§ Complete the following:
1. According to the blog post on gaming and unicycling, why is the author looking for a unicycling event within driving distance instead of going to the North American Unicycling Championships? Answer in one to three sentences.
2. Go on with the blog post on gaming and unicycling, starting after its last sentence.

§ Passage to read:
____________________

Thursday, March 11, 2010

The Big Thread Of Stuff (And Stuff)

I went riding today on a 2.6 mile loop, in some of the prettiest terrain I've ever ridden through (rushing streams, trees--like Oblivion). Then I missed a turn and turned a 2.6 mile loop into a 3.9 mile loop, which my legs, in particular, were not happy about. At all. I'm fully expecting to turn into a Crampopotamus at some point later in the day.

I've actually given semi-serious thought to going to the North American Unicycling Championships with Eli 8.6 this summer, because I think he would have an excellent chance to finish very high in his age group in a distance race (and if it was over two miles, I think he'd have a very good chance of winning). The catch, though, is that it's in Berkeley, which is halfway across the country for us, and if we went, that would be our summer vacation. So I'm trying to find something within driving distance. Unlikely, but I'm trying.

Here's a teaser for next week: beginning on Monday, I'll be covering Solium Infernum. It's a four-part, four-day strategy guide for beginners, and I hope it will get more of you interested in the game, because it's terrific. The guide will tell you everything you need to know to be comfortable playing the game, although the devil is in the details, and hell, yes, that was a pun (and that as well).

I've been thinking about the Ubisoft pirate-proof DRM, as well as the OnLive pirate-proof service, and I'm struck by how nothing seems cheaper. That was always the big selling point by publishers to get us to care about piracy, that it was costing honest consumers money. But Silent Hunter 5 is $49.99 (and spectacularly buggy, from what I've been told), and Assassin's Creed 2 is $59.99! And OnLive makes you pay $15 a month just for the privilege of having the opportunity to rent or buy games. It's a gaming service with a cover charge.

So far, it appears that the money consumers have saved with piracy-proof DRM or services is $0.00. This tally will be updated as needed.

I was looking through my e-mail today and started laughing when I saw this note from Francis Cermak about the Sony "Move" motion controller:
Sony is talking about how innovative they are with the “Move,” but for 3 years they’ve been saying how the Wii is not a competitor to their “HD” machine. Then they go and release something that looks exactly like a Wiimote and Nunchuck, but with a ping pong ball on it!

That says it better than I ever could. Sony has been incredibly arrogant and totally dismissive of the Wiimote and the games available for the Wii, then they make a near-exact copy of the Wiimote and a compilation of sports games that's a 100% ripoff of Wii Sports.

____________________

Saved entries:
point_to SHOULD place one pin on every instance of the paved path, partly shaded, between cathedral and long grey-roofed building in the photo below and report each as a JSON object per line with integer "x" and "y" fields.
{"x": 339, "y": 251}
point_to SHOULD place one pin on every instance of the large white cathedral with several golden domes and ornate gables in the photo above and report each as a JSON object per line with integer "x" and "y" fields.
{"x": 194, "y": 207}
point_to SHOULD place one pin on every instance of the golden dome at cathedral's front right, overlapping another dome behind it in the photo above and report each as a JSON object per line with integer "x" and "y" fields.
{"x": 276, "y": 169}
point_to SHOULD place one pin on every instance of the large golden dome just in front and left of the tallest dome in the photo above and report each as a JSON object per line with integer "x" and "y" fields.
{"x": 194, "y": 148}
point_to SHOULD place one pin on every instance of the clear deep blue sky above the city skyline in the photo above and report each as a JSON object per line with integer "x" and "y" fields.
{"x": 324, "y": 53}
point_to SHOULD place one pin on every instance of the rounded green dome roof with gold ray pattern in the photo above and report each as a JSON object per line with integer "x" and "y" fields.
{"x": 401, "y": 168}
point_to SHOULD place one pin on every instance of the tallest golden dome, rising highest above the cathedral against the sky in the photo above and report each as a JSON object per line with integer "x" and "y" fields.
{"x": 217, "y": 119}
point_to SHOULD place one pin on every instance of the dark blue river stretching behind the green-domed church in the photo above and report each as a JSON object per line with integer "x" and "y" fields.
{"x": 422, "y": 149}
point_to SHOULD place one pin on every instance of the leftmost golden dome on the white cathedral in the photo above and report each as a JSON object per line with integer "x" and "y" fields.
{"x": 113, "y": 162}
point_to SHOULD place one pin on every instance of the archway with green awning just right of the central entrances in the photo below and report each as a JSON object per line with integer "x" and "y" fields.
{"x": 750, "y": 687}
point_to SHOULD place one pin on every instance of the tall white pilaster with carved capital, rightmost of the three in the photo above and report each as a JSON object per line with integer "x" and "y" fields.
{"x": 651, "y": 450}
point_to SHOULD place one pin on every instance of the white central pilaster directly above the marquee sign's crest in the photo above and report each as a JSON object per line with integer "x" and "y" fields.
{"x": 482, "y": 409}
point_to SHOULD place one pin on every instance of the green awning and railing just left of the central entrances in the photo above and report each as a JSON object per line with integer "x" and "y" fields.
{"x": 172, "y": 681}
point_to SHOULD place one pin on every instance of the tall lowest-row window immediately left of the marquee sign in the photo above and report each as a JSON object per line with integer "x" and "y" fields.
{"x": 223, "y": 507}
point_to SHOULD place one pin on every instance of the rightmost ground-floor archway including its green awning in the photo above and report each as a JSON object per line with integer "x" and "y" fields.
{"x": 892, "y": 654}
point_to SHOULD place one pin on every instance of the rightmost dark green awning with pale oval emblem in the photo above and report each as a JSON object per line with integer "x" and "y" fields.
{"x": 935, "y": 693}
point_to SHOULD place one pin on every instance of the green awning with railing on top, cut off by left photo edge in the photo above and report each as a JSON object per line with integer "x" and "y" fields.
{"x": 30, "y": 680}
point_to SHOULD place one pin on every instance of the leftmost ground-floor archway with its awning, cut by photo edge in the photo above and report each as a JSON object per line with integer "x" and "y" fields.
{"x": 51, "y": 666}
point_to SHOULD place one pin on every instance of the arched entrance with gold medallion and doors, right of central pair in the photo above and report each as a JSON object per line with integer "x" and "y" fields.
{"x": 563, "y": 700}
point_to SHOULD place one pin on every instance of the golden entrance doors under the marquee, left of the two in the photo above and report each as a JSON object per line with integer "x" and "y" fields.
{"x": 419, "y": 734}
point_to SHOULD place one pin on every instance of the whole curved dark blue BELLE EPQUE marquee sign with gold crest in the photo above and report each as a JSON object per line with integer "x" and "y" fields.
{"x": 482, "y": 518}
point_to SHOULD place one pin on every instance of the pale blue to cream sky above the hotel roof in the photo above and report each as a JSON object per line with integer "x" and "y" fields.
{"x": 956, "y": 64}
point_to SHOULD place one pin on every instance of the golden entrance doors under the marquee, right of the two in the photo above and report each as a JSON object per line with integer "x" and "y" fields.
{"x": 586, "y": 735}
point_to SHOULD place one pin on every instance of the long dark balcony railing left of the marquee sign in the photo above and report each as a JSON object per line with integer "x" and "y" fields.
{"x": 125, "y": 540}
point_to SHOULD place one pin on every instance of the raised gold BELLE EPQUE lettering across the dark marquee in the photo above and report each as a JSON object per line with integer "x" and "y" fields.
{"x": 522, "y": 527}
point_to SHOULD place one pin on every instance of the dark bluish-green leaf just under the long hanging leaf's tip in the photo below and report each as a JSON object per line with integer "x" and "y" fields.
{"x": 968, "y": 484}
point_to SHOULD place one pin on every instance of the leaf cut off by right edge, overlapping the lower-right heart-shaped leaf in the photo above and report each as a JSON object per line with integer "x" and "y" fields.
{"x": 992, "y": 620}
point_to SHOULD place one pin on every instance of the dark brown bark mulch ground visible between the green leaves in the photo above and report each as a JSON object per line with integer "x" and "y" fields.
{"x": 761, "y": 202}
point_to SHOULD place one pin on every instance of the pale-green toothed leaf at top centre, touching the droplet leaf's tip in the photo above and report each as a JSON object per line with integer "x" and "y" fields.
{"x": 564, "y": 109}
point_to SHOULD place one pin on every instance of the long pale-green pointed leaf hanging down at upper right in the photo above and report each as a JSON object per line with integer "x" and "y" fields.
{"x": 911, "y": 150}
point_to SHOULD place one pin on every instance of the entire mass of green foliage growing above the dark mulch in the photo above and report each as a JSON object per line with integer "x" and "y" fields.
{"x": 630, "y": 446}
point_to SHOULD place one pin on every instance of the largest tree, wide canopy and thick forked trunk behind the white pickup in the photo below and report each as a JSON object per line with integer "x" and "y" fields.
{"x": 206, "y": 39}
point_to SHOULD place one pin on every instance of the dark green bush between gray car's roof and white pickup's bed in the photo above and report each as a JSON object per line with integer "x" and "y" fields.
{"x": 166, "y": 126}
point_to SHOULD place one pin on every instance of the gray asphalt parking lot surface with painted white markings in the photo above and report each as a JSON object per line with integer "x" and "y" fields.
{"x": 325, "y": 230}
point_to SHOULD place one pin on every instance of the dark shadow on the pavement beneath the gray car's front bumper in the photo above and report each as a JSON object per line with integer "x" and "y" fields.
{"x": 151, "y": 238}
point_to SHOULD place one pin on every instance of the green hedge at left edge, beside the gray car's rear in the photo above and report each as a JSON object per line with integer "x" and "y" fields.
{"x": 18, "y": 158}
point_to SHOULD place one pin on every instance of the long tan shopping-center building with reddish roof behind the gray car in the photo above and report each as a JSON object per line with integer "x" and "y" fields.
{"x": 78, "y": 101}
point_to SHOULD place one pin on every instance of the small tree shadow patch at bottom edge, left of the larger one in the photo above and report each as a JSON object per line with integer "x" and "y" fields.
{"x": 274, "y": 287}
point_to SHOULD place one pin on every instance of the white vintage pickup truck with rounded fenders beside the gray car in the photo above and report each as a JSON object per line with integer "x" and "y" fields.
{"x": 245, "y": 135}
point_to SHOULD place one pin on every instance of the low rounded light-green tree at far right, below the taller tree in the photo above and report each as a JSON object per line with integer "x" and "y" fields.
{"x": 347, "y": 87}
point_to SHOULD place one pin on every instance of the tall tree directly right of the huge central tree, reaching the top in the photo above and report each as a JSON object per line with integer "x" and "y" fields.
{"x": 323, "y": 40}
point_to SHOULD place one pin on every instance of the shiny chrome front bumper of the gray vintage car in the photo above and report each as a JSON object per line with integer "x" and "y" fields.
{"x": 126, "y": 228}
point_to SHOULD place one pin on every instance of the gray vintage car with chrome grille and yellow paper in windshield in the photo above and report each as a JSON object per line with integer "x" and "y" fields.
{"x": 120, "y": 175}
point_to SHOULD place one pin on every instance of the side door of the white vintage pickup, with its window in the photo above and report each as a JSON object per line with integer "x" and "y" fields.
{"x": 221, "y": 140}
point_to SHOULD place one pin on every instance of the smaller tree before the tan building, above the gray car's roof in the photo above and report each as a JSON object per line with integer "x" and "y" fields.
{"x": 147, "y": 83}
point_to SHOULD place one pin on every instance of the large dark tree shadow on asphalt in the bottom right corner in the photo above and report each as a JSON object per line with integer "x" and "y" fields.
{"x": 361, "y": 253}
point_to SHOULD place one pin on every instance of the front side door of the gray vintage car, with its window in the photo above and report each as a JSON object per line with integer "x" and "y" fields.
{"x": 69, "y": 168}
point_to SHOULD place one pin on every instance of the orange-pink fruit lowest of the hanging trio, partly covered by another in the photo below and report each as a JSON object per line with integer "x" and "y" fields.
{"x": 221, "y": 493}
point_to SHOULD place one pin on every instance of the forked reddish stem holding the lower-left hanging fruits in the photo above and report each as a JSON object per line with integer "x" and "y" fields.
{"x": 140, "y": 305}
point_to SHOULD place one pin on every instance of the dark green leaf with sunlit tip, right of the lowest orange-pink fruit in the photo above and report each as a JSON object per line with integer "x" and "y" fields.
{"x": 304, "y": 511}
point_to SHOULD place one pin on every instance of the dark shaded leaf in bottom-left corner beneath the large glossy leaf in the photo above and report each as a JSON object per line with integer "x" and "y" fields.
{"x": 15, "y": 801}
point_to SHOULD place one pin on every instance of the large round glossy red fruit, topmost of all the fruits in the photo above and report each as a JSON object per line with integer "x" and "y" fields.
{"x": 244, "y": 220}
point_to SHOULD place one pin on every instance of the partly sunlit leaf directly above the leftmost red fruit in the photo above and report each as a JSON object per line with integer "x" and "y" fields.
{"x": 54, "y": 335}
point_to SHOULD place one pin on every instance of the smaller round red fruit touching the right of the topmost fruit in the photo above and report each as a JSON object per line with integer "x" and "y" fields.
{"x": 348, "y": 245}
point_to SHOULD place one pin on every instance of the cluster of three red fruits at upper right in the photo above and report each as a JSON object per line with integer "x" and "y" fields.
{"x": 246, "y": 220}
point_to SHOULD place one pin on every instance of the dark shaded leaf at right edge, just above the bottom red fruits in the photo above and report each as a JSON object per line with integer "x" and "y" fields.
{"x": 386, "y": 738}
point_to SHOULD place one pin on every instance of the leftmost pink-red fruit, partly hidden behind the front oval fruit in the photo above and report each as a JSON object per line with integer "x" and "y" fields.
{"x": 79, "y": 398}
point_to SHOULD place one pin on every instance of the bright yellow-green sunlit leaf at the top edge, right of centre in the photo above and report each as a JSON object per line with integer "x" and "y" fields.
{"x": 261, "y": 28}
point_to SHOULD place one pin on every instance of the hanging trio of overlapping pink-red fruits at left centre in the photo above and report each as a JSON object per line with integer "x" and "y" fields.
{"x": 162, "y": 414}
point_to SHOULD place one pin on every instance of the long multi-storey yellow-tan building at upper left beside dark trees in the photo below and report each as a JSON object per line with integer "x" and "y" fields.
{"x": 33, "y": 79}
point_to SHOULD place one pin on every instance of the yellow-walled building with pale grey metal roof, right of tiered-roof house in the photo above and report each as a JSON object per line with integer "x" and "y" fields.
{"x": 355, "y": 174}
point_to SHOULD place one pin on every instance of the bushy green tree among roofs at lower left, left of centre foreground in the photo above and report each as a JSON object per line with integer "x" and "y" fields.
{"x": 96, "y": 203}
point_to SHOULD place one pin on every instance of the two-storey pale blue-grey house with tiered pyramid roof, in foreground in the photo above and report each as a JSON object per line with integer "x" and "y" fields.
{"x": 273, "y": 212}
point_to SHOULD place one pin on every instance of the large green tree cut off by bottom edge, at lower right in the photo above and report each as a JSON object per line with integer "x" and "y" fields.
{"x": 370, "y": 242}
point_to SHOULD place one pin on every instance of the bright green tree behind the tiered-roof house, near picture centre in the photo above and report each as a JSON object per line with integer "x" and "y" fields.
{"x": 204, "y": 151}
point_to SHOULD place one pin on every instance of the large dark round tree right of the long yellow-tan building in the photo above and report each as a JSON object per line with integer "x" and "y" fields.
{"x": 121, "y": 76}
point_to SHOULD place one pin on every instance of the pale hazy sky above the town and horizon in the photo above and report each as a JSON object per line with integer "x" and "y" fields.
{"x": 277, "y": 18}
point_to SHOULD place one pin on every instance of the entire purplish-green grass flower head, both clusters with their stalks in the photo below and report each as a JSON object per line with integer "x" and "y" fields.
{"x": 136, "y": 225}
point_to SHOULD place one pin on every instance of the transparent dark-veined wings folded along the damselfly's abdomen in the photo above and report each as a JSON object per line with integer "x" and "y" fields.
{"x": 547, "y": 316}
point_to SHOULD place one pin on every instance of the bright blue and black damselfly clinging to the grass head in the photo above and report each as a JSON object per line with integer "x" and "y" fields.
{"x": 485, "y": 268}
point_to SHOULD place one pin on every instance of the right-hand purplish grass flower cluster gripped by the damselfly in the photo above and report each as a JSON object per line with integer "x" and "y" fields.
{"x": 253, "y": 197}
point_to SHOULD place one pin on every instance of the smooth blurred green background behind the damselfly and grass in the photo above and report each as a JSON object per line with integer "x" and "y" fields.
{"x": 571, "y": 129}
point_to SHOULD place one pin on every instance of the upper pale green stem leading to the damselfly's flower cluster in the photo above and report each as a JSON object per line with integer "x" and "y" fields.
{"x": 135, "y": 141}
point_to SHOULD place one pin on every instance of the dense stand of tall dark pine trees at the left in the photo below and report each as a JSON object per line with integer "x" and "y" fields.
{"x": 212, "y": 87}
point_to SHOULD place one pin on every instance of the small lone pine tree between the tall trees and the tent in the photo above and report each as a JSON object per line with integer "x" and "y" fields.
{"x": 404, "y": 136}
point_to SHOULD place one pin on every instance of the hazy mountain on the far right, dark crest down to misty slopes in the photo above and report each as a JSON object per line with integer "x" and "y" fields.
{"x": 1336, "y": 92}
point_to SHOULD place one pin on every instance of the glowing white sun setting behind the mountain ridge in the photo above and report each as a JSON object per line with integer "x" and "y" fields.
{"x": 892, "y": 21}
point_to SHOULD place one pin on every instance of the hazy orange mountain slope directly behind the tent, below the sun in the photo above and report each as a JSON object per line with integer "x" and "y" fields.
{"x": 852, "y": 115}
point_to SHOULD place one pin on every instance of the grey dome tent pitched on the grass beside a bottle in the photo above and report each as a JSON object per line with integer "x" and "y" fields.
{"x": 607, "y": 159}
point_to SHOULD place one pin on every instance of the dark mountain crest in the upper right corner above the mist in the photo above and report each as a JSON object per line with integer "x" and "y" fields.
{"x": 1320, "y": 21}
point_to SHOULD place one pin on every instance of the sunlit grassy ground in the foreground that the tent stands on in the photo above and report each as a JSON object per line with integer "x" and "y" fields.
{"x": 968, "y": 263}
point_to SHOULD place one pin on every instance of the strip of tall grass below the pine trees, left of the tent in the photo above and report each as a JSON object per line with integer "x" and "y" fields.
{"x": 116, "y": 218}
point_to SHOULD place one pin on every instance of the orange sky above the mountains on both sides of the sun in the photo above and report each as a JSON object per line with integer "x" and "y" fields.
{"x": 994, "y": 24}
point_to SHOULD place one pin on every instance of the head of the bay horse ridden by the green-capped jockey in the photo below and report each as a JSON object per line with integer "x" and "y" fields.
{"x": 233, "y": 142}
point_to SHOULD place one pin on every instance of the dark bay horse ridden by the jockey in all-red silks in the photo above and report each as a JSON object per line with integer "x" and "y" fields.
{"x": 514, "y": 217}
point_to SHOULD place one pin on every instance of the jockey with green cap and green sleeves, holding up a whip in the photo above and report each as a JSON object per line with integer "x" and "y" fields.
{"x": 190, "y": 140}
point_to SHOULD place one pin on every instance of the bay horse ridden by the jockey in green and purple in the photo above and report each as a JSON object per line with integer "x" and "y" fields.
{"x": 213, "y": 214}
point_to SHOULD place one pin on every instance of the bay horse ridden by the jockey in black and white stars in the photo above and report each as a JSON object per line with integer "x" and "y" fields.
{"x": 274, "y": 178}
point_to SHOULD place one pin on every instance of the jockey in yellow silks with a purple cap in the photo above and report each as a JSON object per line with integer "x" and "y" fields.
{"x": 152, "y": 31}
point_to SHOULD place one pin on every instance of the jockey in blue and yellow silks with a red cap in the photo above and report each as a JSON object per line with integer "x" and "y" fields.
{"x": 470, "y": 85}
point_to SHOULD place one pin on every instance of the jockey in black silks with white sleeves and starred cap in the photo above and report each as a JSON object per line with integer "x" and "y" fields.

____________________

§ Answers for each item:
1. The championships are in Berkeley, which is halfway across the country for the author's family. Going there would mean the trip became their summer vacation.

2.
Plus, opinion is quite divided on whether this is even better than the Wiimote (Chris Kohler has an article over at Game|Life with the epic title Sony’s Motion Controller Underwhelms With Janky Games). Chris did note the unique aspect of the Move:
One unique thing that Move does that Wii can’t is augmented reality. The camera can show the player on the TV screen and overlay images onto the controller, making it look as if you’re holding a whip, a sword, even a hair trimmer. The game Move Party showed off these features, but it seemed more like a slick visual gimmick than an exciting new type of game.

Nice. When I want to see myself onscreen as a barber, I'm definitely buying a Move.

Steve Davis also had an interesting question via e-mail, wondering whether there might be an Uncanny Valley of control--is there a point where motion control tracking could be so precise that it would actually be a detriment to enjoying a game? His question came after reading this article, which talked about the awkwardness of the boxing game ("Motion Fighter") due to the Move doing true 1:1 motion detection.

I think it's an interesting question, and depending on what kind of motions are needed in the game, I can definitely see a situation where a game is actually less fun with exact motion tracking. Not all games use natural movements, so trying to do some sort of unique motion precisely could be very difficult and quite frustrating.

I don't have any objection to the Move (only to Sony's spectacular arrogance), and if a game comes out that uses it well, I'd certainly be interested in buying it, but I don't see any big hit for Sony here, and I don't see it driving console sales unless there's a price cut (which I don't expect this year). I don't expect Natal to drive 360 sales, either.

What Sony and Microsoft don't seem to understand is that no one has been waiting for their motion controllers. Well, almost no one, because everyone else has bought Wiis, particularly the "casual" market that Sony and Microsoft both discredit and desperately want at the same time. So for the vast majority of the market, this will be a "Oh, so they have it too, now" moment, not "Finally! Real motion control!'

Oh, and one entirely unrelated note: if you're thinking about buying FFXIII, I highly recommend renting it first, because I'm about three hours in and I am mind-numbingly bored. This is coming from someone who was a big fan of both FFVII and FFX (for different reasons), so I'm not historically a critic of the series. It's staggeringly beautiful, but it's also utterly inane, at least so far.

Nice house. Nobody's home.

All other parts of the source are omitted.